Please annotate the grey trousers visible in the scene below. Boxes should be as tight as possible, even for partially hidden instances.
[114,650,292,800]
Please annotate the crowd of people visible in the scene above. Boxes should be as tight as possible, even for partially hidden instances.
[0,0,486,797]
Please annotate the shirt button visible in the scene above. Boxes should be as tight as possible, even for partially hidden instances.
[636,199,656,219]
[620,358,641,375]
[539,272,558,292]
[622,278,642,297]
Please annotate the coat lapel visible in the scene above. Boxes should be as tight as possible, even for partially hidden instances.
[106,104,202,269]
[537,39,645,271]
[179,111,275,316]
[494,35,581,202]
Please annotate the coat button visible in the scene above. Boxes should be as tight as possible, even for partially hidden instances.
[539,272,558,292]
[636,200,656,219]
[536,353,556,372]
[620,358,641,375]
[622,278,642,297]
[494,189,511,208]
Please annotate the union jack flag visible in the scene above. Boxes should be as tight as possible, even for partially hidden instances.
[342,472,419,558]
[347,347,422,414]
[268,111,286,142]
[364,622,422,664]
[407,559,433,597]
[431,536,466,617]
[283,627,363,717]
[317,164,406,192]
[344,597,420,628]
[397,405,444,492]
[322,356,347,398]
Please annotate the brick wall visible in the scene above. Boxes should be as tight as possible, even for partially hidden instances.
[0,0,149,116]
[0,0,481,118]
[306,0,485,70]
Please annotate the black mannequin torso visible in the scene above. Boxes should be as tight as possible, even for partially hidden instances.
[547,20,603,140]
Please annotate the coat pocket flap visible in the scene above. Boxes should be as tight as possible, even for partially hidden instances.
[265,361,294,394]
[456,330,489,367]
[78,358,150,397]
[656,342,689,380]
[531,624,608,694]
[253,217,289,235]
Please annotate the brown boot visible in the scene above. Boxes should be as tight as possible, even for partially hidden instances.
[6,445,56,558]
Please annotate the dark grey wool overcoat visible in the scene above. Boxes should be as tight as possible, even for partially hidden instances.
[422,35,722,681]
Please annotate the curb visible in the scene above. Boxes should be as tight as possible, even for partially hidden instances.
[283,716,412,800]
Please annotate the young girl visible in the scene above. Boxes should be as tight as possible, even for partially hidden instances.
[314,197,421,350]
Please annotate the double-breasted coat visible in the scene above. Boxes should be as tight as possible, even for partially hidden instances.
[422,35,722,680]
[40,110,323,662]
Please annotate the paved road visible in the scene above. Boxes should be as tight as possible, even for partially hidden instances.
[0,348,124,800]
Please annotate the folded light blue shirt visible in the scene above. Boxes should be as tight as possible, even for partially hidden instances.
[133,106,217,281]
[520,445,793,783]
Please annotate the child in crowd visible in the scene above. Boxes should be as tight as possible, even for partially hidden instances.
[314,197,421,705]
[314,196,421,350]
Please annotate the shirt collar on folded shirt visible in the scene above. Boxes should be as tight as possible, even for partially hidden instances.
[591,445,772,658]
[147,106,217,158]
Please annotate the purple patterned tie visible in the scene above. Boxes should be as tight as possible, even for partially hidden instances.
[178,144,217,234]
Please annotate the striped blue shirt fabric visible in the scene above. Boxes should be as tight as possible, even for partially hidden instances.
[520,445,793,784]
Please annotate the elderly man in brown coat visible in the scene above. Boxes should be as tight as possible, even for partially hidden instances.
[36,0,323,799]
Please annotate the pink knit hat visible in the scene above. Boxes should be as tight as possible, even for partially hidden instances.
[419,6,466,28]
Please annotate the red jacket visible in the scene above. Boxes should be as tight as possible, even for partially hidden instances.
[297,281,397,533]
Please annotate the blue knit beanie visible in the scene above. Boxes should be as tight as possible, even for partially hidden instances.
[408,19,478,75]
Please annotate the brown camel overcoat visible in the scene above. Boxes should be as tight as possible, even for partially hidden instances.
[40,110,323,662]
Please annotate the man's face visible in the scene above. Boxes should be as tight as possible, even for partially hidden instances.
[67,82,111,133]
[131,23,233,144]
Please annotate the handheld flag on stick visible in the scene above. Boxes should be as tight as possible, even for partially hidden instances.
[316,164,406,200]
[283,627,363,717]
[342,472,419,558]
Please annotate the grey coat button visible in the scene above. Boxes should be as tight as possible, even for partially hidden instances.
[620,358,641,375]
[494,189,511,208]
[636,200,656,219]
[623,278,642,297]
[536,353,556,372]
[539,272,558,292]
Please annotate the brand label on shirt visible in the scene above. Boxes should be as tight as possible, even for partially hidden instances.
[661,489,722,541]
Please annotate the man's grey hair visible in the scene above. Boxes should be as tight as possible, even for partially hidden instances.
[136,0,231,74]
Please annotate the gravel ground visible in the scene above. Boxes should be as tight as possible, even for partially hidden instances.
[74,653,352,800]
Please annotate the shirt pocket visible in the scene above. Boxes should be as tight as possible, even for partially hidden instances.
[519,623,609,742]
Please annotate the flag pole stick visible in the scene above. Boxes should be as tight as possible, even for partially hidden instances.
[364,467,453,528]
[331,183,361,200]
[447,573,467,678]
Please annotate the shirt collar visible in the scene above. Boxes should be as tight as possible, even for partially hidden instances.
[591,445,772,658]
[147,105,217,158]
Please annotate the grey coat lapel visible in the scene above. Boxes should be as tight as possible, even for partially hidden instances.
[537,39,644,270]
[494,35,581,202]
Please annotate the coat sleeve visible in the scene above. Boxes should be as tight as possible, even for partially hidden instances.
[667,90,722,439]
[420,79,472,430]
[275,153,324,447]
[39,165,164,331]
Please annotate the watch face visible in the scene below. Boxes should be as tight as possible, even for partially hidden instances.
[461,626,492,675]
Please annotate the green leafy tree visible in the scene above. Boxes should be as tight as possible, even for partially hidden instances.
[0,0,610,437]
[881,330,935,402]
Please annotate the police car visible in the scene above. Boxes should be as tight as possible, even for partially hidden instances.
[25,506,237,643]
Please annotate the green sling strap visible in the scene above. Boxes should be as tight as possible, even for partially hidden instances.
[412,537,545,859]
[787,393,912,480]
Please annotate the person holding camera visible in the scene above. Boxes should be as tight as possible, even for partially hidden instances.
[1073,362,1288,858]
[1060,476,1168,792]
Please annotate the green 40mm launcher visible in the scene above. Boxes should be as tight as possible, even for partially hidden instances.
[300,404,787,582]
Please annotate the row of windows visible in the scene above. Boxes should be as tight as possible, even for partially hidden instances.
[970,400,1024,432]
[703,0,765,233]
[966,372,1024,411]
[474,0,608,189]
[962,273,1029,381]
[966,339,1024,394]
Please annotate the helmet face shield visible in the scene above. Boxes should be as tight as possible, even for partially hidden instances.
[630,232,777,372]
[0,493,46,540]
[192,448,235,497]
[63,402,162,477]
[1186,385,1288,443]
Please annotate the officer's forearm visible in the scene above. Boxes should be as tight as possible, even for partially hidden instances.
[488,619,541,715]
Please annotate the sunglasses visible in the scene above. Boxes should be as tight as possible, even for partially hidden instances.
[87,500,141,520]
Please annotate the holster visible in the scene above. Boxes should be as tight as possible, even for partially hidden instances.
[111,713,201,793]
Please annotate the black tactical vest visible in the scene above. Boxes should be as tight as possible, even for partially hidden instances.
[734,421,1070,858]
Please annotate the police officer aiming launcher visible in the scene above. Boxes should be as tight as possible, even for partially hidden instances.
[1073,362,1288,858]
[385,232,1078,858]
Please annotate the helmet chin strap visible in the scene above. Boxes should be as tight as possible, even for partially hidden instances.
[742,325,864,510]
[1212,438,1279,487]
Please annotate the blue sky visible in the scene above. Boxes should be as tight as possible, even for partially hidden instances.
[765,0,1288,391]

*-*-*

*What you are asked to do*. Return all of the rows above verbatim, reproducing every line without any change.

*Completed task*.
Please annotate the grey trousers visible in the scene below. Boxes should be as tight as possible, even for partially hidden instances.
[114,650,292,800]
Please annotate the crowd of people visible in the scene above. Boxes should be as tight as possible, even for partially hidden instances.
[0,0,486,797]
Please annotate the shirt button visible in the scene above. Boxes should be as tight as possible, even for partially hidden instances.
[636,199,656,219]
[620,358,641,375]
[539,272,558,292]
[622,278,642,297]
Please annotate the coat lapel visible in the scene above. Boxes should be as tight as possible, even for partially hidden instances.
[106,104,202,269]
[537,39,645,271]
[179,111,275,316]
[494,35,581,202]
Please annotate the coat button visible in the scene above. Boxes should be as tight as possible, even for partially hidden instances.
[539,272,558,292]
[636,200,656,219]
[536,353,556,372]
[620,358,641,375]
[622,278,642,297]
[494,189,511,208]
Please annotate the union jack flag visible in the scene above. Boxes should be as tight as possible, even for partially hidden instances.
[342,472,419,558]
[347,347,422,414]
[268,111,286,142]
[364,622,422,664]
[407,559,433,597]
[431,536,466,617]
[283,627,363,717]
[317,164,406,192]
[344,597,420,628]
[397,405,444,492]
[322,356,347,398]
Please annotate the brick wall visible in the scene above. Boxes should be as tight as possible, even for partially hidden instances.
[0,0,149,116]
[0,0,481,118]
[306,0,485,70]
Please annotate the black mannequin torso visible in the scene above. Boxes should be as tight as possible, even for partially hidden instances.
[547,20,603,140]
Please annotate the coat pocket flap visible in the scene above. Boxes should be as tight as possible, even for partially hidden instances.
[265,361,294,394]
[456,330,489,367]
[78,358,150,397]
[656,342,689,380]
[531,624,608,694]
[253,217,289,235]
Please annotate the brown boot visible in the scene above. Boxes should be as tight as possible, even for partially hidden instances.
[6,445,56,558]
Please annotate the dark grey wool overcoat visible in the scene above. Boxes should be as tight as possible, even for partially hidden instances.
[422,35,722,681]
Please annotate the curb visible in the scene above. Boxes should be as tight as possible, even for partially hidden instances.
[283,716,412,800]
Please annotate the young girl visible in the scene above. Boxes should be as tight as possible, even for partially hidden instances.
[314,197,421,350]
Please annotate the double-breasted coat visible in the scene above. Boxes should be as tight as possible, even for partially hidden instances.
[422,35,722,680]
[40,110,323,662]
Please annotate the paved road visible in the scene above. Boxes should be as tight as possible, even for partially hidden instances.
[0,348,124,800]
Please annotate the folded light blue shirt visible in the scene above. Boxes should be as tight as possible, even for partially hidden instances.
[133,106,217,281]
[520,445,793,783]
Please annotate the child in crowd visible in the scene above. Boxes should be as tight as possible, even for partially hidden instances.
[314,197,421,705]
[314,196,421,350]
Please annotate the shirt collar on folded shirt visible in the scene above. Boxes should be as tight as possible, even for partially hidden instances.
[591,445,772,658]
[147,106,217,158]
Please annotate the purple patterned tie visible in the scene above. Boxes should be as tight as possible, even for partially hidden instances.
[178,144,217,234]
Please annotate the striped blue shirt fabric visible in the scene above. Boxes should be as tight as possible, even for partially hidden instances.
[520,445,793,784]
Please annotate the elderly man in brown coat visible in the scene above. Boxes should be as tight as possible, even for partially hidden instances.
[36,0,323,799]
Please annotate the pink knit hat visible in the scene above. Boxes should be as tight as possible, even for partially hidden instances.
[419,6,466,28]
Please annotate the red jacket visible in the scene above. Boxes should be as tight as possible, even for partially hidden instances.
[297,281,397,533]
Please annotate the blue knit beanie visible in the scene above. Boxes should be as tight as possible, even for partially hidden instances.
[408,19,478,75]
Please annotate the brown camel overcoat visible in the scene above. Boxes should be as tight as possible, even for partially hidden instances.
[40,110,323,662]
Please annotate the man's face visible in the scene above. Boxes should be as tight as possible, even for partially hidden instances.
[67,82,111,133]
[131,23,233,144]
Please annotate the handheld flag on stick visible in the scene above. Boxes should be as tight as possible, even for partially hidden instances.
[316,164,406,200]
[283,627,363,717]
[342,472,419,558]
Please annotate the grey coat button visible in the scene above. Boxes should be as tight as possible, even for partially hidden instances.
[620,358,641,375]
[494,189,511,208]
[636,200,656,219]
[623,278,642,297]
[536,353,556,372]
[539,272,558,292]
Please annotate the brand label on shirt visible in the scene above. Boxes should be as tight as possible, even for partially hidden instances.
[661,489,722,541]
Please annotate the man's grey hair visible in the scene above. Boxes should be as tight as possible, even for partially hidden instances.
[136,0,231,74]
Please annotate the gravel ground visible in the scene above. Boxes should be as tight as possible, even for partially hidden instances.
[74,653,352,800]
Please annotate the shirt pocket visible in the scene above. Boxes should be as tight as possible, even for partially hidden instances.
[519,623,609,742]
Please annotate the flag pole stick visible in the scene above. Boxes should be as tight as possible, even for partially hidden instances.
[364,467,453,528]
[331,183,361,200]
[447,573,467,678]
Please annotate the shirt collar visible in the scene above. Boxes should be as tight as possible, even for partially hidden instances.
[591,445,772,658]
[147,105,217,158]
Please annotate the grey coat lapel visible in the scene above. Boxes should be as tight as possible, even for partially hidden instances.
[537,39,644,270]
[494,35,581,202]
Please annotate the coat sleeve visible in the scene above. Boxes should be as tight as possible, even for partially hidden instances.
[667,90,722,439]
[420,79,472,430]
[275,153,324,447]
[39,165,164,331]
Please annotate the watch face visible in the scene below. Boxes should be as tight as possible, even for partially hidden instances.
[461,626,492,675]
Please annotate the green leafy tree visible in the scene above. Boxes should be as tight as possible, even for partially hidden instances.
[0,0,610,437]
[881,330,935,402]
Please annotate the police car visible in the scene above. Boxes should be as tight as possible, even for partially hidden instances.
[25,506,237,643]
Please annotate the green sling strap visible in the scene above. Boxes should be as tight as possible, even for partially hidden instances.
[412,537,545,859]
[787,393,912,480]
Please annotate the person holding camera visible in the scene above. Boxes should be as tight as possible, even for partially hidden instances.
[1073,362,1288,858]
[1060,476,1168,792]
Please annotate the green 40mm launcher visible in the scene above. Boxes should be as tight as possible, even for partially hidden instances.
[300,404,787,582]
Please annotate the row of windows visible in the scene above. Boxes should be as tight as possible, even for partially hidden instances.
[970,400,1024,432]
[703,0,765,233]
[966,372,1024,411]
[474,0,608,189]
[962,273,1029,381]
[966,339,1024,394]
Please annotate the helmet face shield visible in the scene above. Boxes should be as tight as possible, even for partially hidden instances.
[630,232,777,372]
[0,493,46,540]
[192,448,235,497]
[63,402,162,477]
[1186,385,1288,443]
Please annotate the officer's forearm visible in the scene above. Boxes should be as tight as possible, even for partially hidden instances.
[488,619,541,715]
Please annotate the sunglasses visible in the scene above. Boxes should be as tight as possible, even for partially hidden instances.
[87,500,141,520]
Please annotate the holster visible in the scene above. Boxes should be as tight as possible, even for partially hidden instances.
[111,713,201,793]
Please annotate the black tactical vest visible in the scene above. Boxes should be as tight as possible, even for partially hidden instances.
[734,421,1070,858]
Please annotate the police officer aiming launcher visible in the scene above. Boxes should be as tight as possible, even for partially hidden instances.
[1073,362,1288,858]
[385,232,1078,858]
Please annotate the helmet chin strap visible in the scene above. Boxes should be as tight as possible, even for partially hidden instances.
[742,325,864,510]
[1212,438,1279,487]
Please annotate the blue sky visible in the scene above. Boxes should be as tight as possible, even for partially hidden instances.
[765,0,1288,391]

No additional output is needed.